Text segment Start Marker

Perhaps a very-low-res in-browser renderer might be fast enough for interactively playing with lighting and materials? And perhaps do POV for anomalous color vision, "cataract lens removed - can see UV" humans, dichromat non-primate mammals (mice/dogs), and perhaps tetrachromat zebra fish.
[1] http://www.ok.sc.e.titech.ac.jp/res/MSI/MSIdata31.html [2] an inexpensive multispectral camera using time-multiplexed narrow-band illumination: https://ubicomplab.cs.washington.edu/publications/hypercam/
Until you encounter significant dispersion or thin film effects, that is, then you need to sample wavelengths for each path, so it becomes (even more of) an approximation.
I would randomly sample a frequency, calculate its color and use it to modulate ray color. I would have to scale the result by 3 to account for the pure refracted color being 1/3 brightness.
Yes when combining spectral rendering with refraction, you’ll need to pick a frequency by sampling the distribution. This can get tricky in general, good to build it in incremental steps. True of reflections as well, but up to you whether you want to have frequency-dependent materials in both cases. There are still reasons to use spectral even if you choose to use simplified materials.
https://geon.github.io/programming/2013/09/01/restructured-c...
If you mean raster rendering pipelines then I don’t believe it’s possible because the nature of the GPU pipelines precludes it. You’d likely need to make use of compute shaders to create it at which point you’ve just written a patthtracer anyway.
If you mean a pathtracer , then real-time becomes wholly dependent on what your parameters are. With a small enough resolution, Mitsuba with Dr.JIT could theoretically start rendering frames after the first one in a reasonable time to be considered realtime.

Text segment End Marker

Prompt 1: In the spectral rendering discussion, what factor would the result be scaled by, and why?
Prompt 2: Write out the stretch of the spectral rendering discussion from "Yes when combining" through "use simplified materials.".
Prompt 3: Extend the spectral rendering discussion, starting after its final sentence.

Data extracts Start Marker

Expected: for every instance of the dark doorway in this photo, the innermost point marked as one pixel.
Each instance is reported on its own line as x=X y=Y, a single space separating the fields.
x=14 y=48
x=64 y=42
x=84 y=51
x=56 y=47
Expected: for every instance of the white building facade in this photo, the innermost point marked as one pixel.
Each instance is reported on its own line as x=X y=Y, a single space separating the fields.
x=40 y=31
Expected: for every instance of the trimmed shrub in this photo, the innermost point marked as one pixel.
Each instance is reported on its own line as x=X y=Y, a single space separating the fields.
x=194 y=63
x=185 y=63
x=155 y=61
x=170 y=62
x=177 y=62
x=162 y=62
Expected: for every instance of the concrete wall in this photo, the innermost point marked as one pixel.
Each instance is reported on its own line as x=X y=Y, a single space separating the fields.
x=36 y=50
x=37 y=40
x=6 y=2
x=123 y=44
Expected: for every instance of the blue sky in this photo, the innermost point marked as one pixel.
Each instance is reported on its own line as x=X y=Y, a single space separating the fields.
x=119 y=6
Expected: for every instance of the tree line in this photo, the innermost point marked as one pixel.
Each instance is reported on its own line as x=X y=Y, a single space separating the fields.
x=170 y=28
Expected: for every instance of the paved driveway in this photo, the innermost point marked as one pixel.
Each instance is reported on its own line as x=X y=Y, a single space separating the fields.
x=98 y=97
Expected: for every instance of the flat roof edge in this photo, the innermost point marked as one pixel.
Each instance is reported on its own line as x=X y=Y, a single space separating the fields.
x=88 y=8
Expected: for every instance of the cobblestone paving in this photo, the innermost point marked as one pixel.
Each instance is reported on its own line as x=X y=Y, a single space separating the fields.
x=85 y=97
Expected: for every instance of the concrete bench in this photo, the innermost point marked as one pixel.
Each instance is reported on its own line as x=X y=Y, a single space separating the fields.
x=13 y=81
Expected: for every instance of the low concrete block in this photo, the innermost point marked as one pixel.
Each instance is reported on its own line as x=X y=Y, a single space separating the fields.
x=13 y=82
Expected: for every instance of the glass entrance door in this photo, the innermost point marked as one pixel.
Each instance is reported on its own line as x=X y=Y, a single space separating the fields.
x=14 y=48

Data extracts End Marker

Response 1: By 3, to account for the pure refracted color being 1/3 brightness.

Response 2:
Yes when combining spectral rendering with refraction, you’ll need to pick a frequency by sampling the distribution. This can get tricky in general, good to build it in incremental steps. True of reflections as well, but up to you whether you want to have frequency-dependent materials in both cases. There are still reasons to use spectral even if you choose to use simplified materials.

Response 3:
However the reality is just that even in film, with offline rendering, very few studios find the gains of spectral rendering to be worth the effort. Outside of Wētā with Manuka , nobody else really uses spectral rendering. Animal Logic did for LEGO movie but solely for lens flares.
The workflow change to make things work with a spectral renderer and the very subtle differences are just not worth the high increase in render time
One thing you'll run into is that there isn't a clear frequency response curve for non-visible, so you need to invent your own frequency to RGB function (false color).
Another thing is that radio waves have much longer wavelengths than visible, so diffractive effects tend to be a lot more important, and ray tracing (spectral or otherwise) doesn't do this well. Modeling diffraction is typically done using something like FDTD.
https://en.wikipedia.org/wiki/Finite-difference_time-domain_...
I'm no RF guy, but I imagine you quickly will have to care about areas where the wavelike properties of EM radiation dominates, in which case ray tracing is not the right tool for the job.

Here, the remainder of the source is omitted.